Exercise description: Please render the listing below as a Markdown table with the columns "Row" and "Line", giving each line its row number and skipping blank lines. Leave the pictures out of the table.

Excerpts from location labeling data:
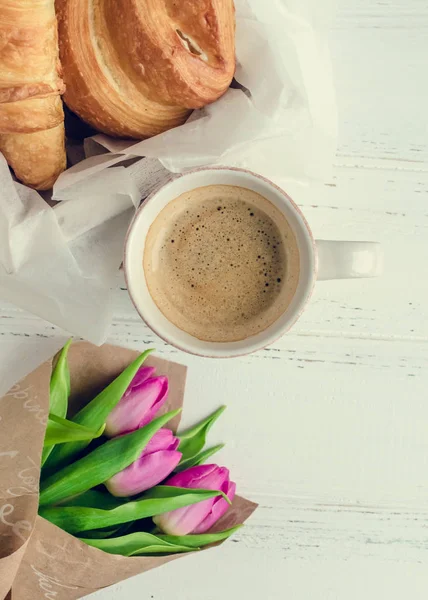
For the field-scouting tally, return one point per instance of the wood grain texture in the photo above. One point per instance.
(327, 429)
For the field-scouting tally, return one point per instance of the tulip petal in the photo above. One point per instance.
(219, 508)
(183, 520)
(138, 407)
(210, 477)
(163, 439)
(143, 474)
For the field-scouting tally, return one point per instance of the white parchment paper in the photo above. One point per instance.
(60, 263)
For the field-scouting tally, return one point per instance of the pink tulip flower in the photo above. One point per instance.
(200, 517)
(157, 461)
(139, 404)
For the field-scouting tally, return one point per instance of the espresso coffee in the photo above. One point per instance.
(221, 262)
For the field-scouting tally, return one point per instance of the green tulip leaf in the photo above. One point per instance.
(59, 392)
(75, 519)
(201, 539)
(100, 464)
(95, 499)
(95, 413)
(60, 431)
(137, 544)
(198, 459)
(193, 440)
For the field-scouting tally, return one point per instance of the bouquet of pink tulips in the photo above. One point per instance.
(117, 478)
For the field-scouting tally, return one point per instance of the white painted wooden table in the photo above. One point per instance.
(328, 429)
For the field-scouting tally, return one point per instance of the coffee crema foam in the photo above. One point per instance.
(221, 262)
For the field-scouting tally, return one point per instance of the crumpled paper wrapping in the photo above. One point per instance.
(279, 120)
(38, 559)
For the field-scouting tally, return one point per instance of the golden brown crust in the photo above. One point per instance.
(31, 114)
(37, 158)
(135, 68)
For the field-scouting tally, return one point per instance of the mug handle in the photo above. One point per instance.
(345, 260)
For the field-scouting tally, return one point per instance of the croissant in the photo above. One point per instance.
(135, 68)
(31, 113)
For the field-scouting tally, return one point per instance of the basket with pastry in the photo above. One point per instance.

Response below:
| Row | Line |
|---|---|
| 1 | For the field-scouting tally, return one point per instance of the wood grain texture in the photo above. One point per instance. |
| 2 | (327, 429) |
| 3 | For the field-scouting tally, return one point per instance of the tulip petal in the photo above. One point per instance. |
| 4 | (219, 508) |
| 5 | (183, 520) |
| 6 | (138, 407) |
| 7 | (210, 477) |
| 8 | (163, 439) |
| 9 | (143, 474) |
| 10 | For the field-scouting tally, return one point per instance of the white parchment paper in the photo above. One point per instance. |
| 11 | (60, 263) |
| 12 | For the field-scouting tally, return one point per instance of the pink tulip flower in the photo above. One point per instance. |
| 13 | (200, 517) |
| 14 | (157, 461) |
| 15 | (139, 404) |
| 16 | For the field-scouting tally, return one point per instance of the espresso coffee in the photo above. One point per instance. |
| 17 | (221, 262) |
| 18 | For the field-scouting tally, return one point per instance of the green tulip leaf in the photo above. One point per instance. |
| 19 | (59, 392) |
| 20 | (75, 519) |
| 21 | (201, 539) |
| 22 | (100, 464) |
| 23 | (95, 499) |
| 24 | (95, 413) |
| 25 | (60, 431) |
| 26 | (137, 544) |
| 27 | (198, 459) |
| 28 | (193, 440) |
| 29 | For the field-scouting tally, return one point per instance of the bouquet of pink tulips in the photo above. One point per instance. |
| 30 | (117, 478) |
| 31 | For the field-scouting tally, return one point per instance of the white painted wooden table in the photo above. One point per instance. |
| 32 | (328, 429) |
| 33 | For the field-scouting tally, return one point per instance of the coffee crema foam in the photo above. One point per instance. |
| 34 | (221, 262) |
| 35 | For the field-scouting tally, return one point per instance of the crumpled paper wrapping in the photo above. One point per instance. |
| 36 | (279, 120) |
| 37 | (38, 559) |
| 38 | For the field-scouting tally, return one point per instance of the golden brown crust in the photo above. One point per instance. |
| 39 | (31, 114) |
| 40 | (37, 158) |
| 41 | (135, 68) |
| 42 | For the field-scouting tally, return one point per instance of the mug handle in the photo above. One point per instance. |
| 43 | (345, 260) |
| 44 | For the field-scouting tally, return one point per instance of the croissant in the photo above. One point per instance. |
| 45 | (135, 68) |
| 46 | (31, 113) |
| 47 | For the field-scouting tally, return one point per instance of the basket with pastry in the photo above. One point per instance. |